# Extracted text
*** Begin section ***
I think they would need to have some explicit contract every time they want to sell the book then, though. I don’t think I am bound by some random terms someone writes into a book I’m buying. Those probably are only binding if a reasonable person would notice them before sale.
If you arrive at the point of being able to buy that book, it means it has passed the publisher's hands and I would think, that the publisher was OK with those terms then, and limiting the usage of the text may in fact be effective.
If it was self-published, then even more so.
But the license restriction would have to apply both to the publisher and the customer.
If I go to the bookstore, buy the book, make a scan, and train an LLM with it, how would you enforce your license as an author? The customer never knew that he shouldn’t have been allowed to train LLMs.
Edit: I think I misunderstood the original comment, I thought the idea was to sell books and restrict use for LLM training. If we’re only talking about stuff that’s publicly released, the restriction should be possible.
But the license doesn’t apply to me as a customer if I can’t be expected to even notice it. If I buy a book in a bookstore, no one would assume that training LLMs on it would be explicitly forbidden. And adding a note to the book would probably not be binding because no one is expected to read the legal notice in a book.
*** End section ***
Point localization data:
*** Begin section ***
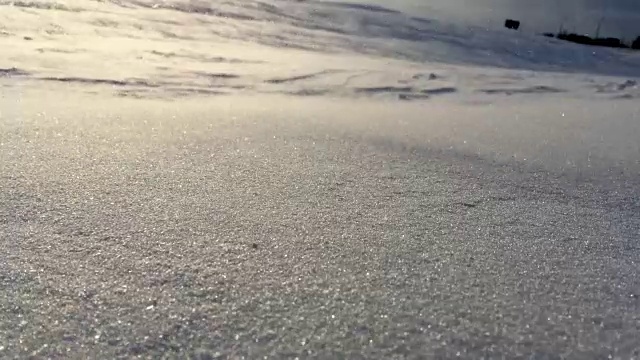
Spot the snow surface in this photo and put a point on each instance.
(285, 177)
(496, 83)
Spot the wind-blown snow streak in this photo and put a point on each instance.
(304, 48)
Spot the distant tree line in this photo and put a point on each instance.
(582, 39)
(598, 41)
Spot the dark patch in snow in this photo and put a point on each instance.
(539, 89)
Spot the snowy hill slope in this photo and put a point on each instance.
(151, 48)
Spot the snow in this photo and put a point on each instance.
(481, 88)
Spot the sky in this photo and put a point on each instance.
(621, 18)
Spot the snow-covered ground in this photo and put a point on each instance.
(281, 177)
(502, 81)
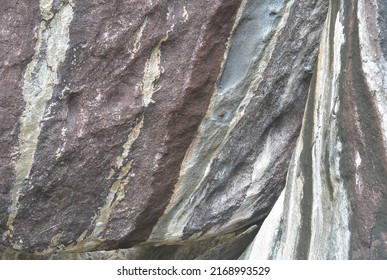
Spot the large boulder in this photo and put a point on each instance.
(335, 202)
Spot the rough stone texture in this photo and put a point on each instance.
(334, 203)
(164, 129)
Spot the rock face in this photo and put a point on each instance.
(165, 129)
(334, 203)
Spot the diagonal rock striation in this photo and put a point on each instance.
(334, 203)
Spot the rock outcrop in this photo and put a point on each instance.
(334, 203)
(165, 129)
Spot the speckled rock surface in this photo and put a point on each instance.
(334, 203)
(164, 127)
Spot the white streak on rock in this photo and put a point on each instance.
(279, 236)
(153, 71)
(39, 80)
(137, 43)
(213, 134)
(374, 65)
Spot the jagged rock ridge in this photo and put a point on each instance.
(167, 127)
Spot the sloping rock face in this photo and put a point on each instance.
(167, 127)
(334, 205)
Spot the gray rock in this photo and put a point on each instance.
(334, 203)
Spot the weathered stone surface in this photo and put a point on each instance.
(167, 127)
(334, 203)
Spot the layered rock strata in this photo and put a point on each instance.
(334, 203)
(149, 123)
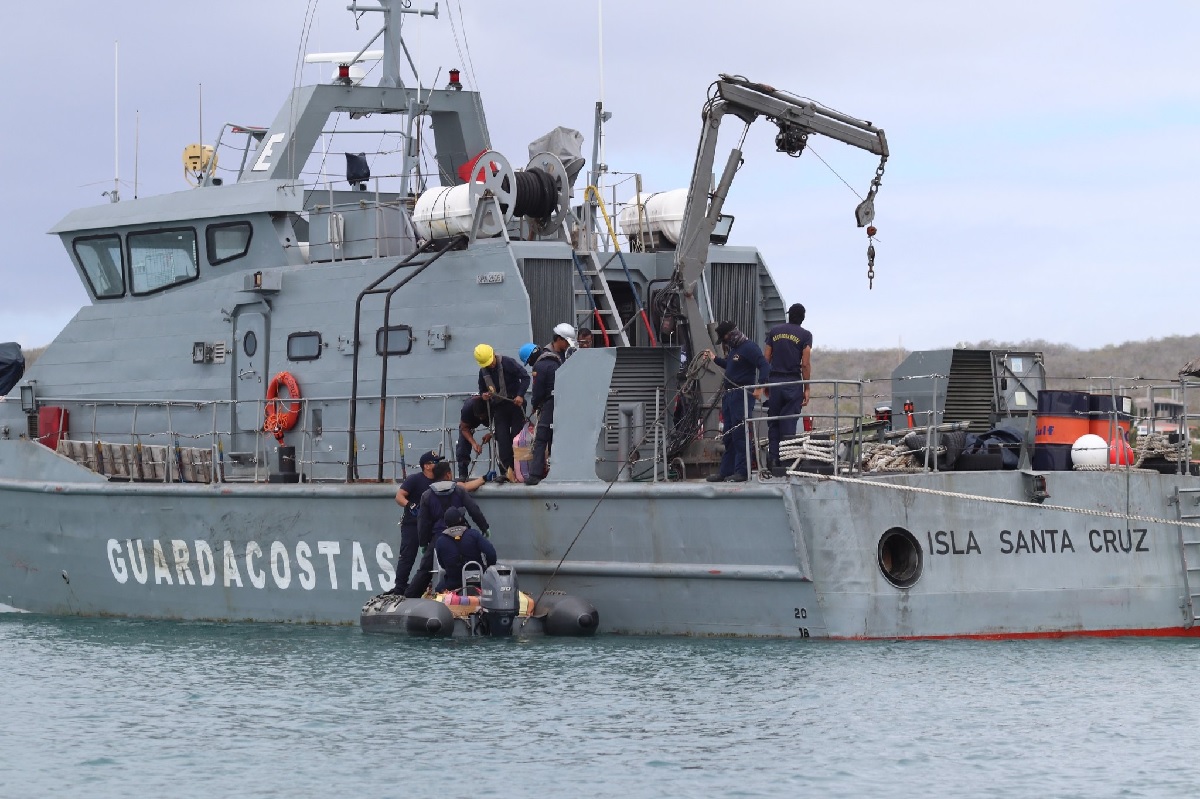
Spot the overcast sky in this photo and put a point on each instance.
(1044, 154)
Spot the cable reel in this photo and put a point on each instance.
(493, 176)
(545, 193)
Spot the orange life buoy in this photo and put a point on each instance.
(281, 416)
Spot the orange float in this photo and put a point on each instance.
(281, 416)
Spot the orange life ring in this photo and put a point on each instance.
(281, 416)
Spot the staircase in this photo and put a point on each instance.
(1187, 503)
(594, 298)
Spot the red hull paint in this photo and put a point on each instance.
(1162, 632)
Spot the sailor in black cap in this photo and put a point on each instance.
(789, 352)
(409, 498)
(457, 545)
(743, 361)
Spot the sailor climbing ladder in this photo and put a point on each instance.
(1187, 506)
(594, 304)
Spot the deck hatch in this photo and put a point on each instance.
(227, 241)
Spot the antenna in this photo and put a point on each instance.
(115, 194)
(137, 136)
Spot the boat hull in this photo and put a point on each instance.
(798, 557)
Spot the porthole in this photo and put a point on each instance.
(900, 557)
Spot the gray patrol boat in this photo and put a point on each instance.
(219, 433)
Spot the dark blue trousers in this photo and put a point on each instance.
(407, 556)
(785, 401)
(736, 458)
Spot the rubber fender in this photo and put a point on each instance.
(419, 618)
(568, 616)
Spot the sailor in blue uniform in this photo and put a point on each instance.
(408, 497)
(459, 545)
(543, 401)
(743, 361)
(443, 494)
(474, 414)
(789, 352)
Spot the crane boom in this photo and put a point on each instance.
(796, 118)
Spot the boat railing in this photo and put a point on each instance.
(840, 433)
(203, 440)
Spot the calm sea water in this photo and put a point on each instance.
(125, 708)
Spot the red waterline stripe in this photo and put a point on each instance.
(1162, 632)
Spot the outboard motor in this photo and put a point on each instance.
(499, 600)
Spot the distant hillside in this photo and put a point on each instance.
(1133, 364)
(1156, 360)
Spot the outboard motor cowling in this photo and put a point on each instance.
(499, 600)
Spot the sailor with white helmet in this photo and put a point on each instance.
(459, 544)
(543, 398)
(567, 331)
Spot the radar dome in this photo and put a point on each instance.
(1090, 450)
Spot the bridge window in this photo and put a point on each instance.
(160, 259)
(102, 265)
(304, 346)
(396, 340)
(227, 241)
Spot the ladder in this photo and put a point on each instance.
(1189, 547)
(594, 306)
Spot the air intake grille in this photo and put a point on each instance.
(971, 392)
(736, 295)
(637, 373)
(550, 283)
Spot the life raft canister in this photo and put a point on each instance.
(281, 416)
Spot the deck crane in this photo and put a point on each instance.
(678, 306)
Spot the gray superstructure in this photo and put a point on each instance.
(137, 478)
*** End section ***
# Using the information
1/ Return, word for word, the passage of the forum thread about book licenses that begins at the words "If it was self-published, then" and stops after "should be possible.".
2/ In the forum thread about book licenses, under what condition would terms written into a purchased book probably be binding?

# Solution list
1/
If it was self-published, then even more so.
But the license restriction would have to apply both to the publisher and the customer.
If I go to the bookstore, buy the book, make a scan, and train an LLM with it, how would you enforce your license as an author? The customer never knew that he shouldn’t have been allowed to train LLMs.
Edit: I think I misunderstood the original comment, I thought the idea was to sell books and restrict use for LLM training. If we’re only talking about stuff that’s publicly released, the restriction should be possible.

2/ Only if a reasonable person would notice them before the sale.